◆ Source passage:
┄┄┄┄┄┄┄┄┄┄┄┄┄┄┄┄┄┄┄┄
The asset impairment losses include estimates that are based on the best information currently available to the Company. Adjustments to such estimates, if any, would be reflected in the financial statements included in the Company’s future filings with the Securities and Exchange Commission.
Interest expense totaled $15.4 million in the 2003 fourth quarter compared with $16.7 million in the prior year quarter, and totaled $62.4 million for 2003 compared to $64.4 million during 2002. The Company suspended interest payments on its unsecured debt obligations beginning in October 1, 2003.
In the 2003 fourth quarter, the Company recognized $1.9 million in losses from discontinued operations in Central America. Loss from discontinued operations for the full year 2003 totaled $7.8 million. In accordance with SFAS No. 144, the company will continue to report losses from discontinued operations in the periods they occur. In the 2003 fourth quarter, the Company recognized a loss on disposal of discontinued operations of approximately $38.2 million.
In the 2003 fourth quarter, the Company realized $2.6 million in deferred income taxes from loss carry forwards relating to the aforementioned early lease cancellation. Net loss, reflecting non-cash asset impairments and losses from discontinued operations, totaled $237.5 million, or $3.68 per share for the 2003 fourth quarter, and $299.4 million, or $4.63 per share during 2003.
┄┄┄┄┄┄┄┄┄┄┄┄┄┄┄┄┄┄┄┄
◆ Jobs:
#1 Answer these questions from the earnings excerpt:
(a) What was the total interest expense for 2003?
(b) What was the loss from discontinued operations for the full year 2003?
(c) What was the net loss per share for the 2003 fourth quarter?
#2 Transcribe the earnings excerpt word for word, from "The asset impairment" up to and including "and Exchange Commission.".
The listing is material separate from the earnings excerpt.

◆ Data extract:
┄┄┄┄┄┄┄┄┄┄┄┄┄┄┄┄┄┄┄┄
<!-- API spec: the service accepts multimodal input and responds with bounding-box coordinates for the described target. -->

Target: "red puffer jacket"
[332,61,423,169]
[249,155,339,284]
┄┄┄┄┄┄┄┄┄┄┄┄┄┄┄┄┄┄┄┄
◆ Answers to the exercises:
#1
(a) $62.4 million
(b) $7.8 million
(c) $3.68 per share

#2
The asset impairment losses include estimates that are based on the best information currently available to the Company. Adjustments to such estimates, if any, would be reflected in the financial statements included in the Company’s future filings with the Securities and Exchange Commission.